_Trecho do documento_.

---

O MORDOMO DA CASA BRANCA (Lee Daniels' The Butler, 2013, AI-Film/Follow Through Productions/Salamander Pictures, 132min) Direção: Lee Daniels. Roteiro: Danny Strong, artigo "A butler well served by this election", de Wil Haygood. Fotografia: Andrew Dunn. Montagem: Joe Klotz. Música: Rodrigo Leão. Figurino: Ruth E. Carter. Direção de arte/cenários: Tim Galvin/Diane Lederman. Produção executiva: Len Blavatnik, James T. Bruce IV, Elizabeth Destro, Michael Finley, Aviv Giladi, Adonis Hadjiantonas, Vince Holden, Brett Johnson, Sheila Johnson, Jordan Kessler, Adam Merims, David Ranes, Matthew Salloway, Hilary Shor, Earl W. Stafford, Danny Strong, Bob Weinstein, Harvey Weinstein, R. Bryan Wright. Produção: Lee Daniels, Cassian Elwes, Buddy Patrick, Pamela Oas Williams, Laura Ziskin. Elenco: Forest Whitaker, Oprah Winfrey, David Oyelowo, Terrence Howard, Cuba Gooding Jr., Vanessa Redgrave, John Cusack, Jane Fonda, Alan Rickman, James Marsden, Robin Williams, Liev Schreiber, Mariah Carey, Lenny Kravitz, Alex Pettyfer, Jim Gleeson. Estreia: 05/8/13

Alguns filmes conquistam por seu valor artístico, por sua ousadia, criatividade e técnica impecável. Outros, no entanto, chegam ao coração da audiência por seus méritos emocionais, que prescindem de teorias ou análises mais profundas. Na segunda definição encontra-se "O mordomo da Casa Branca", filme do cineasta Lee Daniels, que já em seu filme de estreia, "Preciosa", arrebatou indicações ao Oscar de filme e direção. Inspirado em uma história real, o novo filme de Daniels retrata, em pouco mais de duas horas de duração, cinco décadas da história dos EUA, concentrando-se na luta pelos direitos civis da população negra - e contrapondo-a à dedicação do protagonista em servir os governantes do país independentemente da situação política.

Interpretado por Forest Whitaker em mais uma atuação esplêndida, Cecil Gaines é um herói silencioso e discreto, que acompanha as transformações sociais dos EUA de camarote: contratado como um dos mordomos da Casa Branca durante o mandato de Eisenhower (Robin Williams), ele segue à risca os conselhos que sempre recebeu durante sua educação como serviçal, mantendo-se invisível e apolítico mesmo quando as decisões políticas afetam diretamente seu povo - e principalmente sua família. Seu filho mais velho (muito bem interpretado por David Oyelowo), revoltado com a submissão a que a população negra é obrigada, junta-se aos ativistas que exigem mudanças - desde o pacifismo de Martin Luther King à violência dos Panteras Negras -, seu caçula, crédulo em seu governo, embarca para o Vietnã, e sua mulher, Gloria (Oprah Winfrey, extraordinária) se entrega à bebida como forma de lidar com a solidão. Muitas vezes incompreendido pelas pessoas que ama - que o julgam conivente com as desigualdades - ele não se furta a manter-se fiel às suas obrigações, o que acaba por torná-lo um homem de confiança de inúmeros presidentes.

---

Trechos de um conjunto de dados de detecção:
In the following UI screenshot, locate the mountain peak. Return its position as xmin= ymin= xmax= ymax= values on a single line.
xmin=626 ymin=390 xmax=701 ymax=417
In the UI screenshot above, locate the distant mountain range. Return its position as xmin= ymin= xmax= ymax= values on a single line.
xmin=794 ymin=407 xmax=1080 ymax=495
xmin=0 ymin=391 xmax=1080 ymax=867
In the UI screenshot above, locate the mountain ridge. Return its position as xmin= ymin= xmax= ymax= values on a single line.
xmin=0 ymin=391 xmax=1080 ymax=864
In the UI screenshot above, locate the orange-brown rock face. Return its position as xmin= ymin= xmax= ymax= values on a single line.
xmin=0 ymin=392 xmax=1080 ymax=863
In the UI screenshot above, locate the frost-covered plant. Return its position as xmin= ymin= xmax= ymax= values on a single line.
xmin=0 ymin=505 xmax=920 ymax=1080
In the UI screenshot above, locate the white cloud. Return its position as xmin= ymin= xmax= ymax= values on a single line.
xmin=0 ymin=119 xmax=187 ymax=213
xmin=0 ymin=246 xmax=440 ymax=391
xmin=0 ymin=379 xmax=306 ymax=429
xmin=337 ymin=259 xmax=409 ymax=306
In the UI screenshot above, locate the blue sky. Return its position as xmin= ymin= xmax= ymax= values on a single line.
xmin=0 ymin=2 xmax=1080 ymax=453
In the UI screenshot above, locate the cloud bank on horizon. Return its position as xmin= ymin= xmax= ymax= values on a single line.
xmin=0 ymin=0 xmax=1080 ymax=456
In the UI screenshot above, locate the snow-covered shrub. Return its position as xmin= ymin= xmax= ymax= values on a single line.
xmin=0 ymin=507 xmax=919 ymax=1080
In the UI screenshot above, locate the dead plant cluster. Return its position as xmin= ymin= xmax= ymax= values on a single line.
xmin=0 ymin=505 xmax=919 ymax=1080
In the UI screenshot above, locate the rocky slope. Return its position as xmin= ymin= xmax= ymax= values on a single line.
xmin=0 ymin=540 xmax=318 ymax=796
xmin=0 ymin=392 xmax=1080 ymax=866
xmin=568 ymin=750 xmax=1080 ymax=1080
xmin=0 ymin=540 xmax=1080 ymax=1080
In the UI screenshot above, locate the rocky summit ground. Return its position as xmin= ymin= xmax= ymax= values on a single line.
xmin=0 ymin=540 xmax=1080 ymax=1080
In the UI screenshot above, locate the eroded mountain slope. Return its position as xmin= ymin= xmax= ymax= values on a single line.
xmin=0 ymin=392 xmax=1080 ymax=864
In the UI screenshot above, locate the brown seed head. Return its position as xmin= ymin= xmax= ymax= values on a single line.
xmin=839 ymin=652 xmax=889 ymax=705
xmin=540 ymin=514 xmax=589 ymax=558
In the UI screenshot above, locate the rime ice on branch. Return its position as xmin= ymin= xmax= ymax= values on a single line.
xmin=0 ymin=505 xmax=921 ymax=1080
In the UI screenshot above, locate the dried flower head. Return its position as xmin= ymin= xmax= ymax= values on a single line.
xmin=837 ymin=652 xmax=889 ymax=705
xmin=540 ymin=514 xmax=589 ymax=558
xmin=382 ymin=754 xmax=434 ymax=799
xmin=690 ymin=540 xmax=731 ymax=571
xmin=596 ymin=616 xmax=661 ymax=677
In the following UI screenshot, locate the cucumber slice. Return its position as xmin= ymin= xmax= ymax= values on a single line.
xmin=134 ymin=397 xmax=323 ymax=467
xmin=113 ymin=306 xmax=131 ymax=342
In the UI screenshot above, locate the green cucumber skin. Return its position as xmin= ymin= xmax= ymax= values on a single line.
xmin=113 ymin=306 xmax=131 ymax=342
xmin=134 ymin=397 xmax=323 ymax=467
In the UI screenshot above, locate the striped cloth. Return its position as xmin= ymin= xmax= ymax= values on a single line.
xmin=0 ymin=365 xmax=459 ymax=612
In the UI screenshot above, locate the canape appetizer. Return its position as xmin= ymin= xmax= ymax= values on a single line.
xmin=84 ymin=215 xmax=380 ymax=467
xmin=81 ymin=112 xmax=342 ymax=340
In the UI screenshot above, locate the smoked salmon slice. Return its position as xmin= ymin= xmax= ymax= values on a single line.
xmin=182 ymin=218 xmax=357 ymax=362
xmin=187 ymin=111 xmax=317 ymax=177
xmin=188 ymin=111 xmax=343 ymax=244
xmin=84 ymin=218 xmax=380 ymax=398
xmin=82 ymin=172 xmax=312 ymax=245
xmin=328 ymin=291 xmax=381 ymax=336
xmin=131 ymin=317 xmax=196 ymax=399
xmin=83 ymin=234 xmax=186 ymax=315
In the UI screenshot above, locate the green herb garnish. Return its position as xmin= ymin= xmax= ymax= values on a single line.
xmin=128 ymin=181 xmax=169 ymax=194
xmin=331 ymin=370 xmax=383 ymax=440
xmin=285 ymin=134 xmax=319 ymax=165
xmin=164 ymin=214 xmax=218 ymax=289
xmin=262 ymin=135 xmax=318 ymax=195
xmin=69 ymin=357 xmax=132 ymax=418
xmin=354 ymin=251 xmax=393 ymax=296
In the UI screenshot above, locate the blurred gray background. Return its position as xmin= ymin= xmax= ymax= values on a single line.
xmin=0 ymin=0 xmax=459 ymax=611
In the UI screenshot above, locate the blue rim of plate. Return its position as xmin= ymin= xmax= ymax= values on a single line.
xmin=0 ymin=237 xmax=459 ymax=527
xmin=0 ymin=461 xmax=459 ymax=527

---

_Atividades propostas_.
1. Indique se cada afirmação abaixo concorda com o texto sobre o filme "O mordomo da Casa Branca", respondendo sim ou não e citando literalmente as palavras do texto que decidem a questão. (a) Cecil Gaines foi contratado como mordomo durante o mandato de Eisenhower. (b) O filho caçula de Cecil se junta aos Panteras Negras. (c) "Preciosa" foi o filme de estreia de Lee Daniels.
2. Prolongue o texto sobre o filme "O mordomo da Casa Branca" a partir do ponto em que ele termina.

_Respostas por atividade_.
1.
(a) Sim: «contratado como um dos mordomos da Casa Branca durante o mandato de Eisenhower».
(b) Não: «seu caçula, crédulo em seu governo, embarca para o Vietnã».
(c) Sim: «já em seu filme de estreia, "Preciosa", arrebatou indicações ao Oscar de filme e direção».

2.
A narrativa de Daniels é quadradinha, convencional, quase sem brilho. Porém, se o roteiro muitas vezes não consegue fugir do superficial - consequência inevitável da decisão de se contar tanta coisa em tão pouco tempo - ao menos mantém um ritmo que mantém a atenção do espectador sem fazer muito esforço. Didático na medida certa (para não afugentar aqueles que não conhecem a história americana a ponto de não precisar de legendas explicativas) e emocionante em diversos momentos - principalmente quando não tem medo de mostrar a extrema violência física e psicológica sofrida pelos negros - o filme pode até ser acusado de um certo maniqueísmo, mas tem a coragem de questionar a lealdade do protagonista ao mesmo tempo em que compreende sua ideologia de fidelidade extrema e absoluta: a cena em que pai e filho discutem violentamente sobre a imagem de Sidney Poitier (epítome do negro quase branco, aceito pelo mainstream americano nos anos 60 e renegado pelo ativismo radical justamente por esse motivo) é forte e exemplifica com perfeição a dubiedade dos sentimentos da família Gaines - além de permitir a Whitaker e Winfrey um de seus melhores momentos.

Aliás, se existe um outro grande motivo para se assistir a "O mordomo da Casa Branca" é o elenco reunido por Daniels: além de Mariah Carey (em uma participação mínima) e Lenny Kravitz - que já haviam trabalhado com o diretor em "Preciosa", o filme é um desfile de grandes atores em participações especiais (e muitas vezes com maquiagem que quase os deixa irreconhecíveis). É um prazer à parte ver nomes tão díspares quanto Alan Rickman, James Marsden, Liev Schreiber, John Cusack, Vanessa Redgrave, Cuba Gooding Jr., Terrence Howard e a sumida Jane Fonda em um filme com importância social tão fundamental - e não é difícil imaginar que sua inclusão no elenco tem muito a ver com suas próprias agendas políticas. É importante também perceber que o exagero do filme anterior do cineasta - o polêmico e exagerado "Obessão" - parece ter sido definitivamente enterrado, diante de uma obra tão carinhosa quanto essa.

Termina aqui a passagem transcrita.